EXERCISE
The lines to be set down run from the line containing "Annotation task — mark the wooden door" through the final line of the data below; print them exactly and print nothing else.

Collection entries
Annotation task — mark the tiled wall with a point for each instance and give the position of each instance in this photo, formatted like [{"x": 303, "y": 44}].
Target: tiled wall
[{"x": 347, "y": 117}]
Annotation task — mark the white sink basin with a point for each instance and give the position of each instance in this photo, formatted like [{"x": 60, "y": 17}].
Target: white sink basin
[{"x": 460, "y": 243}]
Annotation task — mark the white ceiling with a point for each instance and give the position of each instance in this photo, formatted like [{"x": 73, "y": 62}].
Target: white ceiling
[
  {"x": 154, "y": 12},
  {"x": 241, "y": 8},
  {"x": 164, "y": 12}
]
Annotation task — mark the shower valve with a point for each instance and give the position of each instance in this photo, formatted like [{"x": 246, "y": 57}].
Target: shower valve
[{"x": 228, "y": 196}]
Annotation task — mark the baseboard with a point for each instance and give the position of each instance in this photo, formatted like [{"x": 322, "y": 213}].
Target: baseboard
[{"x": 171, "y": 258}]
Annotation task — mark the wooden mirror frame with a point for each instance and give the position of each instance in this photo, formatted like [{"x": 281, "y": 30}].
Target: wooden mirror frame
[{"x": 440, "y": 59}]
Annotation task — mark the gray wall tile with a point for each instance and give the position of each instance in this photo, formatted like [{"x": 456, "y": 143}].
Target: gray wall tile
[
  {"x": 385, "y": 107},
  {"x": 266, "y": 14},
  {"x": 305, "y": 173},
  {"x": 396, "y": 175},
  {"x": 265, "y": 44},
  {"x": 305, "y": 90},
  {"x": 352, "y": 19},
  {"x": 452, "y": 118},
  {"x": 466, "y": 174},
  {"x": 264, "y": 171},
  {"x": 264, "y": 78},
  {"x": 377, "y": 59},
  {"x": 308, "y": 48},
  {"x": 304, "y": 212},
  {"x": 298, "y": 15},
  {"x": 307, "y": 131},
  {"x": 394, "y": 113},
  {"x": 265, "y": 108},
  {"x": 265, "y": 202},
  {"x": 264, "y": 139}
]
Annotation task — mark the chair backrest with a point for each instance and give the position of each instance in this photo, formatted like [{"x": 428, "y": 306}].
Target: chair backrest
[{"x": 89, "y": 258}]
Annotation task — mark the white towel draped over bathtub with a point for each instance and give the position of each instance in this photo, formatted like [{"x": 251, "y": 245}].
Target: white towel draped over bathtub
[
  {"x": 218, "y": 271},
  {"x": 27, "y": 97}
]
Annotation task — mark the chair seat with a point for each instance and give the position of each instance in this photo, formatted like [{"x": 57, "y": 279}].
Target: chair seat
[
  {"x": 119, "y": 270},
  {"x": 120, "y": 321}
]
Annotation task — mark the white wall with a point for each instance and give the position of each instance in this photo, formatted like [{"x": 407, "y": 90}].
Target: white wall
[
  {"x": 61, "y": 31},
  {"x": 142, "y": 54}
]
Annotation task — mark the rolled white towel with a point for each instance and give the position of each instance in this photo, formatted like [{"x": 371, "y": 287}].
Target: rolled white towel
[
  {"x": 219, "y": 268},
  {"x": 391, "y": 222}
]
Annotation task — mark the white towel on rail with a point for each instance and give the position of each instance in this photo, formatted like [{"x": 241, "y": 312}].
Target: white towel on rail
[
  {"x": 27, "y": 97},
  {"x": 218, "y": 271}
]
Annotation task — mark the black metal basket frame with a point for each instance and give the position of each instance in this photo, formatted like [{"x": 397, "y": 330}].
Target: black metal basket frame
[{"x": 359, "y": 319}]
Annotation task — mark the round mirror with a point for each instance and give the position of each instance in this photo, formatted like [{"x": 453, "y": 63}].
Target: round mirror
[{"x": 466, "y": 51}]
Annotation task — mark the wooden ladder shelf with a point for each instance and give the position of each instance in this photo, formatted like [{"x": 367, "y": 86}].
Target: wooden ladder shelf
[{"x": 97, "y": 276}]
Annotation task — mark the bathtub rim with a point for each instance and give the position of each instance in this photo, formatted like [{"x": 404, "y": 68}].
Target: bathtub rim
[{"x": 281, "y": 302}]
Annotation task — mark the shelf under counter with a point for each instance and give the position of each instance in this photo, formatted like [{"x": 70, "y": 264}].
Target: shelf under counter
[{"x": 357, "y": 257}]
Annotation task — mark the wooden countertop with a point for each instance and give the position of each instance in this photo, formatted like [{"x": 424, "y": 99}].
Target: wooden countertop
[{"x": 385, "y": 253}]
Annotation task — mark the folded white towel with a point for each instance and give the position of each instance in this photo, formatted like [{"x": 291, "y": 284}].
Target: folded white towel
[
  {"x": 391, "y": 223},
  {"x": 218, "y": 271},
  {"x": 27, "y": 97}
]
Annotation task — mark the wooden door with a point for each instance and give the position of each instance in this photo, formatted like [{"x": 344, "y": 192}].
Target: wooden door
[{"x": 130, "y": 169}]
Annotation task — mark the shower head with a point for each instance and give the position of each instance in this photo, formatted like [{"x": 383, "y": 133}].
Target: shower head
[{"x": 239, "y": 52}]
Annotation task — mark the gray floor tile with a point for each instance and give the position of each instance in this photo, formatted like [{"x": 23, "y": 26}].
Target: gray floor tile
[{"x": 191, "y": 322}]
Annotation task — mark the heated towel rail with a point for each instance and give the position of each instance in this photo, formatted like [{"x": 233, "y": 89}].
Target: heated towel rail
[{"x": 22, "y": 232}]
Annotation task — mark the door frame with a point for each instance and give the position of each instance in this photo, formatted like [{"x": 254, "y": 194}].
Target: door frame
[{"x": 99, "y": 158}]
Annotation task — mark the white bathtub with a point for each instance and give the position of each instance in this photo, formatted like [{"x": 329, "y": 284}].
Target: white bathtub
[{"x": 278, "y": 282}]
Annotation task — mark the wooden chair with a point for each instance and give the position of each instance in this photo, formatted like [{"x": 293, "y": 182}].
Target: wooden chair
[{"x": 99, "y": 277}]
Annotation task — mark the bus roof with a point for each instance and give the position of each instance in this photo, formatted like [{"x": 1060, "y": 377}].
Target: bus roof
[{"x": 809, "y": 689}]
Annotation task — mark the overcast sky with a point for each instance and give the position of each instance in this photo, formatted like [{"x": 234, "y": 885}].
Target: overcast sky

WRITTEN RESPONSE
Annotation task — mark the wooden door with a point for each instance and give the position of each instance in this photo, formatted like [{"x": 344, "y": 192}].
Target: wooden door
[{"x": 130, "y": 169}]
Annotation task — mark the shower head with a point for each instance and give the position of each instance in this photo, formatted like [{"x": 383, "y": 133}].
Target: shower head
[{"x": 239, "y": 52}]
Annotation task — mark the gray floor tile with a point for each instance and give the position of each instance in this photo, formatted like [{"x": 23, "y": 26}].
Target: gray floor tile
[{"x": 191, "y": 322}]
Annotation task — mark the heated towel rail with a point for each instance and give the position of each instance in this photo, formatted like [{"x": 233, "y": 89}].
Target: heated towel rail
[{"x": 22, "y": 232}]
Annotation task — mark the door frame with a point for each instance and give the position of each instance in this photo, formatted like [{"x": 254, "y": 194}].
Target: door frame
[{"x": 99, "y": 158}]
Annotation task — mark the white bathtub with a point for each instance and give the position of each instance in this photo, formatted like [{"x": 329, "y": 284}].
Target: white bathtub
[{"x": 278, "y": 282}]
Annotation task — mark the wooden chair with a point for each instance and give the position of each instance in this photo, formatted like [{"x": 293, "y": 182}].
Target: wooden chair
[{"x": 99, "y": 277}]
Annotation task — mark the bus roof with a point for each instance and give the position of each instance in this photo, formatted like [{"x": 1060, "y": 377}].
Target: bus roof
[{"x": 809, "y": 689}]
Annotation task — mark the overcast sky with a point for each instance and give the position of each instance in this photo, formatted like [{"x": 234, "y": 885}].
Target: overcast sky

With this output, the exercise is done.